=== Stated exercise A ===
Copy out the part of the forum thread on plastisol transfers that begins at the words "I have tested" and stops after the words "for the information!!", word for word.

=== Selected text ===
# Rock*Me*Hard Place



## acmeprinting (Jun 4, 2007)

Ok guys. I need some help on this one. I recently had to move out of the house where I was doing all my screenprinting. I had to move in with some friends until I can buy my house (you know how long that can take). There is not room for my equipment so I had to store it. I have a website that I cannot advertise until I have all my designs printed. I started on the website before I had to move. I'm thinking about ordering plastisol transfers and heat pressing my designs for my clothing brand. Is anyone here (i'm sure there are) ordering transfers for their clothing brand and if so what is it costing? I have roughly 20 designs and it frustrates me that I will have to outsource when i have the equipment but I need to get moving with my business. How are you guys doing it that have your own clothing line but do not have the equipment? I think I feel a little lost since I just can't design a shirt then print it myself like I am used to doing. Any word of wisdom or stories on how you got your brand up and running would be greatly appreciated.


----------



## wormil (Jan 7, 2008)

Many of the transfer vendors have prices available on their website, off the top of my head, Semo Imprints, F&M (transferfreedom.com), Ace Transfer, First Edition all have prices on their website; and there are others whom I'm not remembering at the moment. 

I have tested samples from most of them and found them all to be excellent quality. If your designs have lots of color then you should look at companies with lots of standard colors to avoid fees for color mixing. Howard Sportswear has the most colors (83) followed by Silver Mountain and Dowling.

Later today I'll try to post a listing of all the major transfer vendors with their website.


----------



## acmeprinting (Jun 4, 2007)

Most of my designs are one color. Thank you so much for the information!!


----------

=== Input rows ===
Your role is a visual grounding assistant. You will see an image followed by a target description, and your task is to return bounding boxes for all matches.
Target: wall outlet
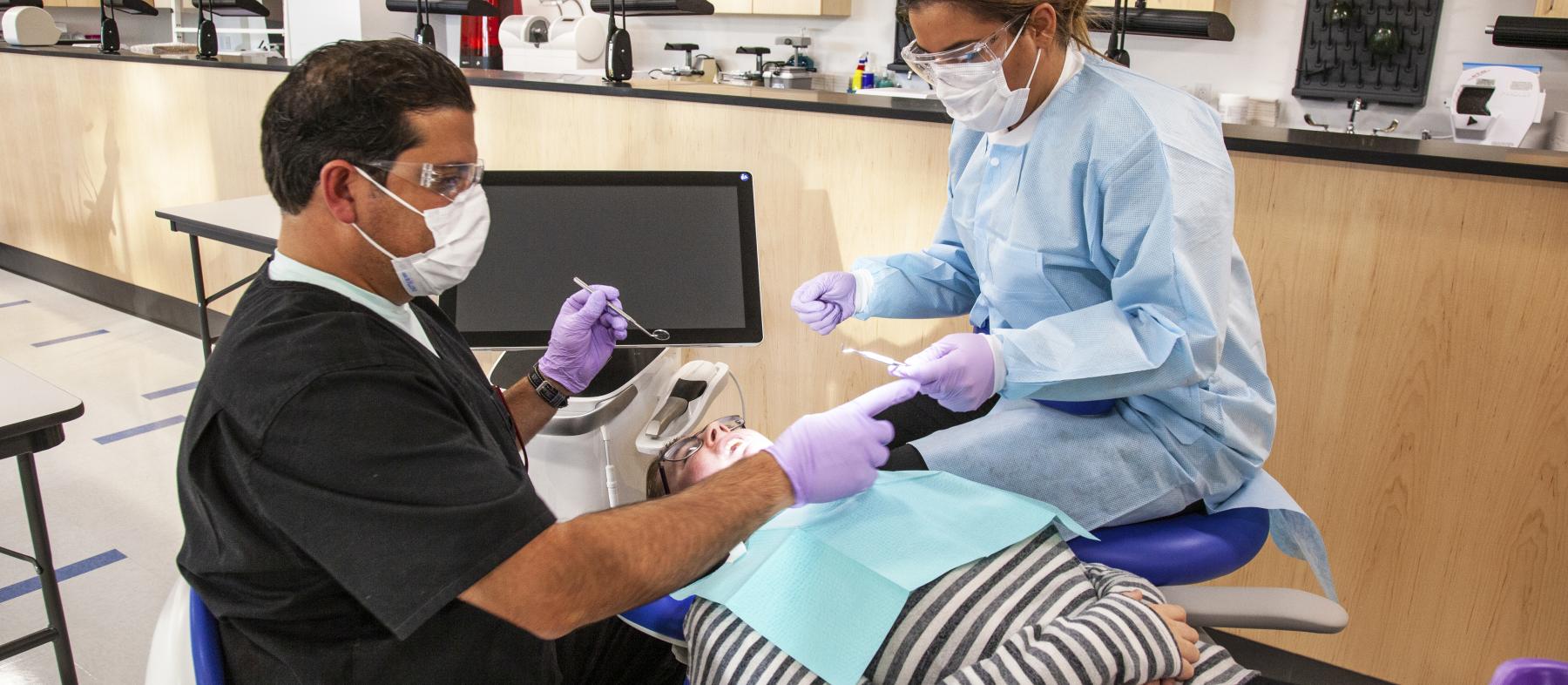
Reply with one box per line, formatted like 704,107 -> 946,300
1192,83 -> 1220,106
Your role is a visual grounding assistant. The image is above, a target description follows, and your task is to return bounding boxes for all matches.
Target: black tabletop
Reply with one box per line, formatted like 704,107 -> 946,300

=== Stated exercise B ===
Reproduce every one of the records above word for word, from the first line through the last, but leave the pictures out of your answer.

=== Full response A ===
I have tested samples from most of them and found them all to be excellent quality. If your designs have lots of color then you should look at companies with lots of standard colors to avoid fees for color mixing. Howard Sportswear has the most colors (83) followed by Silver Mountain and Dowling.

Later today I'll try to post a listing of all the major transfer vendors with their website.


----------



## acmeprinting (Jun 4, 2007)

Most of my designs are one color. Thank you so much for the information!!

=== Full response B ===
Your role is a visual grounding assistant. You will see an image followed by a target description, and your task is to return bounding boxes for all matches.
Target: wall outlet
Reply with one box per line, formatted like 704,107 -> 946,300
1192,83 -> 1220,106
Your role is a visual grounding assistant. The image is above, a target description follows, and your task is to return bounding boxes for all matches.
Target: black tabletop
Reply with one box per line, formatted like 704,107 -> 946,300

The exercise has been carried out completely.